- [About this task]
Beginning at the line that contains "Task: point out the concrete" and ending at the last line of the records below, retype each line exactly and add nothing.

- [Source material]
>>>>
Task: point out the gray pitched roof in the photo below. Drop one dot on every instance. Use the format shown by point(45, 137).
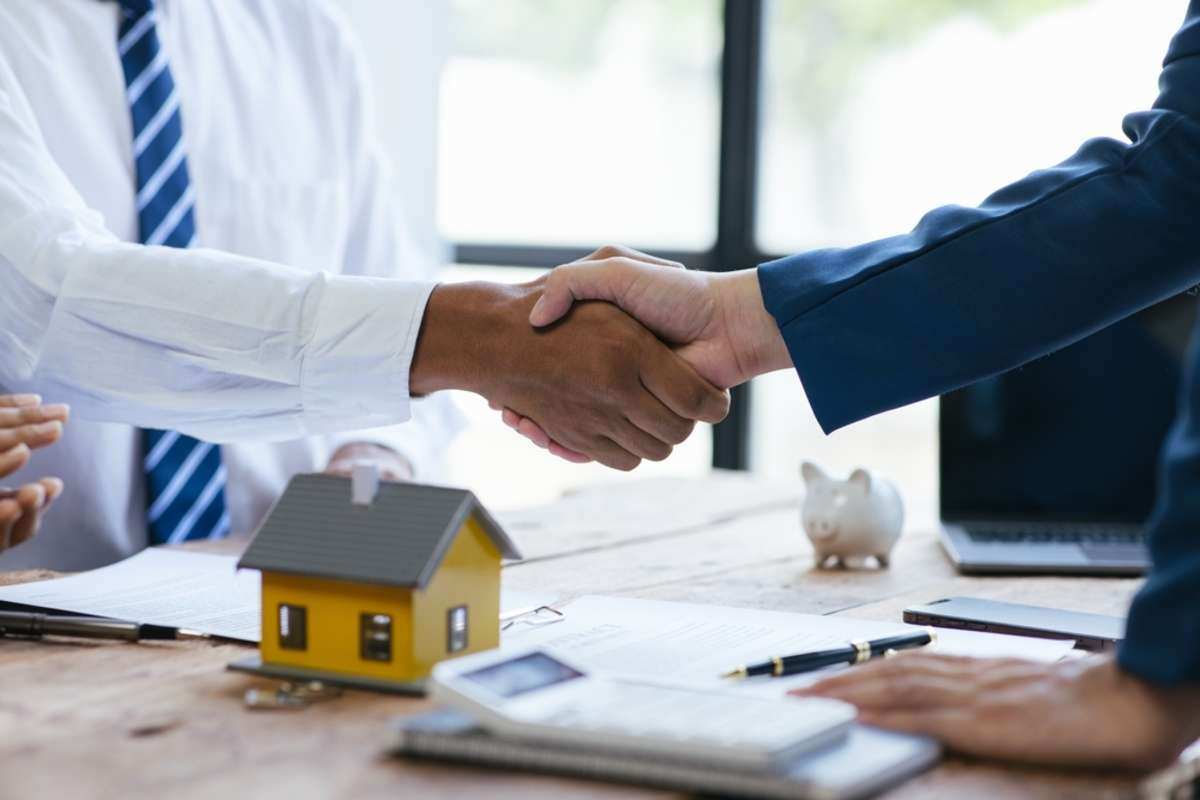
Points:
point(399, 540)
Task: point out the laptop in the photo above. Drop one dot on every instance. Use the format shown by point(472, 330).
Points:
point(1054, 467)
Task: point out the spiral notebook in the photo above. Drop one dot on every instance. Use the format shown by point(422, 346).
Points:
point(865, 762)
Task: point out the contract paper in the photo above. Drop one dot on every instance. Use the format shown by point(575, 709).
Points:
point(694, 644)
point(178, 588)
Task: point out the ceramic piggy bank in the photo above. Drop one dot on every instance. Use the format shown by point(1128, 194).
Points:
point(850, 521)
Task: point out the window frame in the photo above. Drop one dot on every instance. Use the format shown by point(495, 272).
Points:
point(370, 627)
point(289, 615)
point(454, 642)
point(736, 245)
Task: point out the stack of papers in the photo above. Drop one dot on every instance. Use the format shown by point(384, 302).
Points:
point(199, 591)
point(694, 644)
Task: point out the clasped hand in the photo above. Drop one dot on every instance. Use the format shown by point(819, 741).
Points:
point(715, 323)
point(598, 382)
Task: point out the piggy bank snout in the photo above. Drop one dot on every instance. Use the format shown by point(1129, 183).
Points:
point(821, 527)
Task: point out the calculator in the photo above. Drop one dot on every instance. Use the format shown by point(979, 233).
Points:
point(538, 696)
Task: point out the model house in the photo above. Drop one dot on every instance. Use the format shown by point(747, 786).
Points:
point(371, 583)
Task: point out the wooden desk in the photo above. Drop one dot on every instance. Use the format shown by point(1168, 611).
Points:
point(95, 720)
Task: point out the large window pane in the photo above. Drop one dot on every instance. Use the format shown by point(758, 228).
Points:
point(580, 121)
point(876, 112)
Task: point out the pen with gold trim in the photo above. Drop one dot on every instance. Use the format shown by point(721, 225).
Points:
point(34, 626)
point(851, 654)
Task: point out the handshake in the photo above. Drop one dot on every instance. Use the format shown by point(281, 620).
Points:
point(613, 358)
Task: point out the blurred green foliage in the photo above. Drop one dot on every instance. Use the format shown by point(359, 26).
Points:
point(817, 48)
point(820, 47)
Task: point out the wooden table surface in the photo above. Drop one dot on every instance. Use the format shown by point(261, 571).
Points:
point(109, 720)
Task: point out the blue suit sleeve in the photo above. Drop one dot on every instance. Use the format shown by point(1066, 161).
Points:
point(972, 293)
point(1066, 251)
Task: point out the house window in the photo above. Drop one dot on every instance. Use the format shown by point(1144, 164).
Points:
point(376, 637)
point(456, 629)
point(293, 627)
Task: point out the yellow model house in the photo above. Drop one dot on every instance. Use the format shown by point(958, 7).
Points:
point(371, 583)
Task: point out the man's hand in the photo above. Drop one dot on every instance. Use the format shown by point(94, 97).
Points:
point(24, 426)
point(393, 467)
point(717, 322)
point(1085, 713)
point(597, 382)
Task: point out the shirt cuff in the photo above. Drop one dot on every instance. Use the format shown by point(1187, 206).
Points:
point(357, 362)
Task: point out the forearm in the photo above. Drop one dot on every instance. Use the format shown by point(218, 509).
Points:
point(204, 342)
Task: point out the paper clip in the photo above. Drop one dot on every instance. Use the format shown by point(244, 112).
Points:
point(537, 618)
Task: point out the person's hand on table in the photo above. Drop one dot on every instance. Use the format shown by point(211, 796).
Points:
point(25, 425)
point(597, 380)
point(1083, 713)
point(391, 465)
point(717, 322)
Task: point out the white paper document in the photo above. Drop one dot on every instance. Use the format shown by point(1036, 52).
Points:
point(637, 509)
point(199, 591)
point(693, 644)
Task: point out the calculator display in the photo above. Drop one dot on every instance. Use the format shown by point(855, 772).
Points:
point(523, 674)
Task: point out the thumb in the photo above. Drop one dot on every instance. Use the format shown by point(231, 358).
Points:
point(582, 281)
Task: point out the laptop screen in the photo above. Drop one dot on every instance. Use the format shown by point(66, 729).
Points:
point(1073, 437)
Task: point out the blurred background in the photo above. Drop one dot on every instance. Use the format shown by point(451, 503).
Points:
point(723, 133)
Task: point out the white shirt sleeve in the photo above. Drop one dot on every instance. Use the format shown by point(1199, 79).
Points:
point(199, 341)
point(382, 245)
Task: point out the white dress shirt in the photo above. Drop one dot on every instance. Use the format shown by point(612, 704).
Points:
point(293, 320)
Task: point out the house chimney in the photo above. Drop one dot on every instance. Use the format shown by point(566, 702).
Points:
point(364, 483)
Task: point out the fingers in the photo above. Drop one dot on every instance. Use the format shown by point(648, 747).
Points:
point(606, 280)
point(16, 416)
point(640, 443)
point(13, 458)
point(21, 515)
point(654, 417)
point(10, 513)
point(31, 499)
point(19, 401)
point(903, 691)
point(684, 392)
point(611, 455)
point(924, 663)
point(533, 432)
point(621, 251)
point(39, 434)
point(567, 453)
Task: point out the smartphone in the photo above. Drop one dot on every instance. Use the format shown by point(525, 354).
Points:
point(1096, 632)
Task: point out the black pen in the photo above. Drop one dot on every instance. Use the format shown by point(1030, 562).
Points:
point(852, 654)
point(31, 625)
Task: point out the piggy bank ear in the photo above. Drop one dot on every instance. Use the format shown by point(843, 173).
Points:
point(813, 474)
point(861, 477)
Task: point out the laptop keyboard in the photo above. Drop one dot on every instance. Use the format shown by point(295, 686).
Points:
point(1036, 534)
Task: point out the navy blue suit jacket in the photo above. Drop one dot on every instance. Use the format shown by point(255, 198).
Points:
point(972, 293)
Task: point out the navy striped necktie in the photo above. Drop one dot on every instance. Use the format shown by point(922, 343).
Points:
point(185, 477)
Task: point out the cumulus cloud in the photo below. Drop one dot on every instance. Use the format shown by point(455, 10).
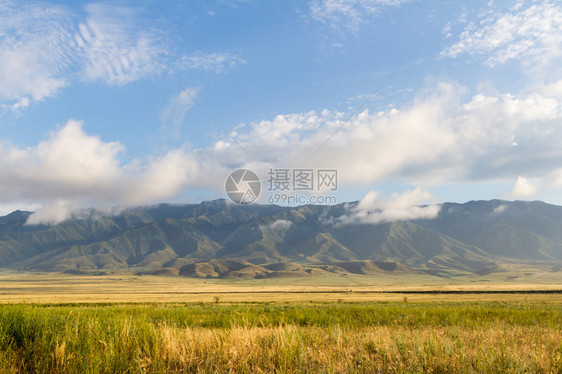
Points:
point(441, 137)
point(214, 62)
point(72, 170)
point(348, 14)
point(46, 47)
point(531, 35)
point(409, 205)
point(34, 52)
point(280, 224)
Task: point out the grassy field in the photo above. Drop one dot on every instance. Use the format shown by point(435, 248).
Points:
point(123, 322)
point(127, 287)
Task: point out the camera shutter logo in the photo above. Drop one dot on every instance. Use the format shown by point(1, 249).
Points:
point(243, 186)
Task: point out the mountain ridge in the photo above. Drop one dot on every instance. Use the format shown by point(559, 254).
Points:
point(471, 238)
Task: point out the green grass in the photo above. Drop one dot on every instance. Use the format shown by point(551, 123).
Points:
point(337, 337)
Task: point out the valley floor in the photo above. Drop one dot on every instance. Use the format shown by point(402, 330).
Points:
point(18, 287)
point(459, 337)
point(122, 322)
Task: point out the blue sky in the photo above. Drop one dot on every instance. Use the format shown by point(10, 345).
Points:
point(92, 110)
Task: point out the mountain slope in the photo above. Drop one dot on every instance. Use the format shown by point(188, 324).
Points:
point(225, 240)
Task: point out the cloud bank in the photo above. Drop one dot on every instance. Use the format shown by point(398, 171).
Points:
point(409, 205)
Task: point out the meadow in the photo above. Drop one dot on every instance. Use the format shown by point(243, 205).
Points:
point(336, 337)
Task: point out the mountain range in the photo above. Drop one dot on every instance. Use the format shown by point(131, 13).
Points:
point(220, 239)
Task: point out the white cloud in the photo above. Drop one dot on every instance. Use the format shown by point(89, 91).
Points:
point(532, 35)
point(523, 188)
point(34, 52)
point(72, 170)
point(178, 106)
point(114, 48)
point(442, 137)
point(409, 205)
point(499, 209)
point(280, 224)
point(439, 138)
point(214, 62)
point(348, 14)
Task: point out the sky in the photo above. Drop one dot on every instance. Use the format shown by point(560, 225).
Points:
point(413, 103)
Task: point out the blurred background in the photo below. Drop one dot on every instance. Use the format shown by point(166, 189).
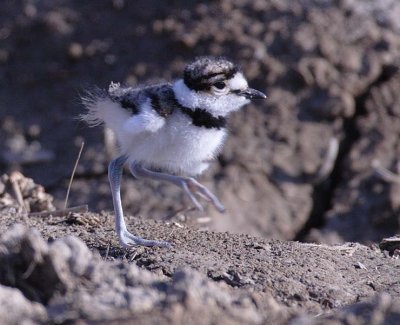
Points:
point(329, 68)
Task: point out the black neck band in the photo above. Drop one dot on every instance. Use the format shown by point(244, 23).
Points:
point(201, 118)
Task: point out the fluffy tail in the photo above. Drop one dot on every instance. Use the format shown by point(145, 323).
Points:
point(92, 100)
point(101, 109)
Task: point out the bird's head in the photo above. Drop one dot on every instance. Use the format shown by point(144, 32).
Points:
point(215, 84)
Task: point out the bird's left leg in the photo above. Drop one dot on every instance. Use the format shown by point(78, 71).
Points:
point(190, 186)
point(126, 239)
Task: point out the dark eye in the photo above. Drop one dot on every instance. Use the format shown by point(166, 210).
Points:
point(219, 85)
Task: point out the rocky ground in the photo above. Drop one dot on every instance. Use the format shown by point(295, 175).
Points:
point(67, 267)
point(330, 69)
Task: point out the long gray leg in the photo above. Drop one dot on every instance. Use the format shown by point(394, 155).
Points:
point(188, 184)
point(126, 239)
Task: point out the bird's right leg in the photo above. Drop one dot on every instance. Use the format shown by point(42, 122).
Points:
point(126, 239)
point(188, 184)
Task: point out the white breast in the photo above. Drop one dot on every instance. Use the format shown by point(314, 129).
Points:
point(178, 146)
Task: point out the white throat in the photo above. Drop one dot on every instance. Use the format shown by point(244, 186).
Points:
point(216, 105)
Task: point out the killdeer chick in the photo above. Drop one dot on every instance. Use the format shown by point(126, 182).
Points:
point(170, 132)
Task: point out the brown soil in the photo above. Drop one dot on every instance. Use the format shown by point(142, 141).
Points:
point(330, 69)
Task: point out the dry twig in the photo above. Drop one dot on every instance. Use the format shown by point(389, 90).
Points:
point(73, 174)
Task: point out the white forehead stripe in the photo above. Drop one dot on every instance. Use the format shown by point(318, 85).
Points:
point(237, 82)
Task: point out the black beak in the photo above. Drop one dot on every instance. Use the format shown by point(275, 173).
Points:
point(250, 93)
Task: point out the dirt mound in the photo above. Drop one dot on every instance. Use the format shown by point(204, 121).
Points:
point(206, 278)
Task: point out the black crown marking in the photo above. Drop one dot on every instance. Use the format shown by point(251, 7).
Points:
point(200, 74)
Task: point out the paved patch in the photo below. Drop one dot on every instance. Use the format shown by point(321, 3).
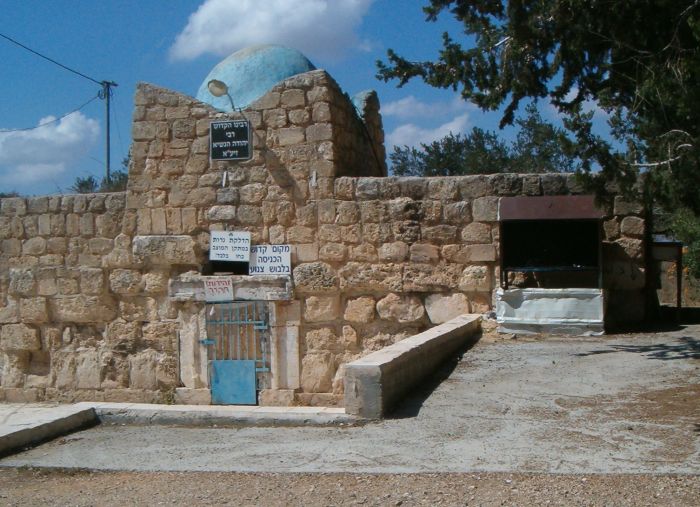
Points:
point(625, 404)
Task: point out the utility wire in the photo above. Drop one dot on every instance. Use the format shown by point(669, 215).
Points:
point(51, 60)
point(5, 131)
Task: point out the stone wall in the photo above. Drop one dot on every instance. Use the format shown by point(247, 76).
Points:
point(85, 306)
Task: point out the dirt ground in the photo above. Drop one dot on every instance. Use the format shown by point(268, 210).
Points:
point(637, 408)
point(38, 487)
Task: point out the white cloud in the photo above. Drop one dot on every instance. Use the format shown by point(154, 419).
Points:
point(411, 107)
point(410, 134)
point(318, 28)
point(35, 155)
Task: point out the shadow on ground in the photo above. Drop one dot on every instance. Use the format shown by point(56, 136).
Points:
point(412, 404)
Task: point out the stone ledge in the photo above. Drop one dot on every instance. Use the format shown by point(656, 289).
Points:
point(375, 383)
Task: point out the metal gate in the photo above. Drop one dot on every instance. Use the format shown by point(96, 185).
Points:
point(239, 353)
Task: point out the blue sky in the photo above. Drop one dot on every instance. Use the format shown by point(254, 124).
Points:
point(174, 44)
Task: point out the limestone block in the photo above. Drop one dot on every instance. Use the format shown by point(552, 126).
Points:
point(249, 215)
point(33, 310)
point(633, 248)
point(253, 193)
point(122, 335)
point(142, 370)
point(458, 213)
point(320, 339)
point(485, 209)
point(9, 311)
point(314, 277)
point(317, 371)
point(293, 98)
point(333, 252)
point(429, 278)
point(479, 253)
point(125, 281)
point(443, 307)
point(393, 252)
point(268, 397)
point(632, 227)
point(371, 277)
point(402, 309)
point(160, 335)
point(221, 213)
point(443, 189)
point(155, 282)
point(306, 253)
point(19, 337)
point(476, 232)
point(322, 308)
point(166, 250)
point(22, 282)
point(423, 252)
point(407, 231)
point(82, 309)
point(34, 246)
point(475, 278)
point(300, 234)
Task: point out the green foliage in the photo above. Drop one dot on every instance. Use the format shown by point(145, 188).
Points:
point(539, 147)
point(639, 60)
point(686, 227)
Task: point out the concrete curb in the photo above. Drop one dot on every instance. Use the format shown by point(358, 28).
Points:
point(374, 384)
point(29, 424)
point(209, 415)
point(46, 425)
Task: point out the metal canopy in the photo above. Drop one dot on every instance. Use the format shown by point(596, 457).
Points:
point(558, 207)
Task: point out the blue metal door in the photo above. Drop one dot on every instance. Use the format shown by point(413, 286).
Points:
point(238, 339)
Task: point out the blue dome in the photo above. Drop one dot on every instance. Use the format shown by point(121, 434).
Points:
point(251, 72)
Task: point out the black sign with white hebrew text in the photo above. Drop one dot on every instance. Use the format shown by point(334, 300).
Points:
<<<<
- [Response to the exercise]
Task: point out the concrete curb in the photo above. Drop one dot on every instance. Use the format shown by point(358, 28).
Points:
point(374, 384)
point(29, 424)
point(209, 415)
point(46, 425)
Task: point out the metal canopy in the photo above. Drop one dot on every instance. Use the format shown by point(596, 457).
Points:
point(558, 207)
Task: point out the blue metal door in the photo above. Drop one dot on every instance. Use the format shown by point(413, 286).
Points:
point(238, 339)
Task: point out the blue dome in the photo above. Drop one dot on every instance. Use the format shown by point(121, 434).
Points:
point(251, 72)
Task: point out the black sign with white hebrew text in the photo above. Drop one dot on every instance. Use the format shown by point(334, 300).
Points:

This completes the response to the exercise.